┌──

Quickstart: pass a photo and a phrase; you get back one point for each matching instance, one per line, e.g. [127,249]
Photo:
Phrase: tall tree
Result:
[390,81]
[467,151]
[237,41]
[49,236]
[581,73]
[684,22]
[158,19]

└──

### REQUIREMENT
Can you edit the lines above, replacing "tall tree" with "pine tree" and leaving everything else unchanged, then write all of them out again?

### THE REPLY
Quickstart: pass a photo and a phrase; you get back one point for each matching instance, one per line, e.g. [127,249]
Photo:
Phrase: pine tree
Result:
[390,81]
[467,151]
[237,41]
[49,236]
[581,73]
[684,22]
[158,19]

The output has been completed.